▶ [Exercise prompt]: Extend the text about Thomas Jefferson's public offices and personal life, picking up after its final sentence.

▶ [Selection]:
──────────
His Government Positions

  • Member of Virginia House of Burgesses, 1769-74.
  • Member of Continental Congress, 1775-76.
  • Governor of Virginia, 1779-81.
  • Member of Continental Congress, 1783-85.
  • Minister to France, 1785-89.
  • Secretary of State, 1790-93 (under Washington)
  • Vice President, 1797-1801 (under J. Adams)
  • 3rd President of the United States, 1801-1809

Keep the above dates in mind as we look at Thomas’ personal life. He married Martha Wayles in 1772 – she was 24, he was 29 and a member of the Virginia House of Burgesses. Martha’s first husband and first child had died; she brought considerable property to her marriage to Thomas, allowing him to greatly expand Monticello. The couple shared an interest in literature, horses, and music – she played the harpsichord and he the violin. Together they had six children but only two daughters lived to adulthood; and sadly, Martha died in 1882, ten years into the marriage. She did serve as First Lady of Virginia during Thomas’ governorship, but during the years he was Minister to France, Secretary of State, Vice President, and President – 1783-1809 –Thomas was a widower. His relationship with Sally Hemings, a slave, has been the subject of controversy for years; in 2012, the Smithsonian Institution and the Thomas Jefferson Foundation held a major exhibit at the National Museum of American History: Slavery at Jefferson’s Monticello: The Paradox of Liberty; it says that “evidence strongly supports the conclusion that [Thomas] Jefferson was the father of Sally Hemings’ six children.” It is a certainty that Martha Jefferson made Thomas promise never to remarry after her death, and he kept that promise.
──────────
▶ [Records provided]:

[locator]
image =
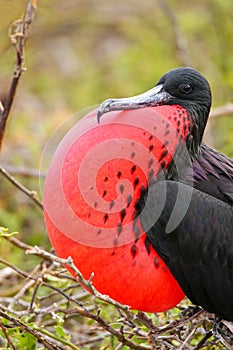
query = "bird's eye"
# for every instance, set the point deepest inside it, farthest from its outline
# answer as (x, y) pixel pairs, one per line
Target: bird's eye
(186, 88)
──────────
▶ [Output for this task]:
Inauguration One

Several interesting things marked Thomas Jefferson’s inauguration on March 4, 1801; the first time an inauguration was held in Washington, DC. The temperature was mild that day; an artillery company on Capitol Hill fired shots to welcome the daybreak. Thomas was staying at Conrad & McMunn’s boarding house on the south side of the Capitol. In contrast to his predecessors, he dressed plainly, arrived alone on horseback, and retired his own horse to the nearby stable. He’d given a copy of his speech to the National Intelligencer to be published right after delivery, another first; the theme was reconciliation after the bitterly partisan election. He gave his 1,721-word speech in the Capitol’s Senate chamber, and then took the oath of office, administered by Chief Justice John Marshal. In what would become standard practice, the Marine Band played for the first time at the inauguration. Outgoing President John Adams, distraught over his loss of the election as well as the death of his son Charles, was already on the morning stagecoach out of town.

Inauguration Two

Thomas Jefferson rode to the Capitol on horseback on March 4, 1805, but much of Congress had already left after the body had adjourned following Burr’s farewell address before the Senate a couple of days earlier. The inaugural ceremony was modest; Thomas spoke softly and quietly and provided copies of his inaugural address. In the speech, he addressed the recent acquisition of Louisiana, the Federalists’ diminishing influence, and the need for freedom of the press, though he also criticized recent press attacks against him. His successful first term had brought him back into office in a landslide vote of 162 to 14; achievements were a strong economy, lower taxes, and the Louisiana Purchase.

Voter participation grew during Jefferson’s presidency, increasing to “unimaginable levels” compared to the Federalist Era, with turnout of about 67,000 in 1800 rising to about 143,000 in 1804.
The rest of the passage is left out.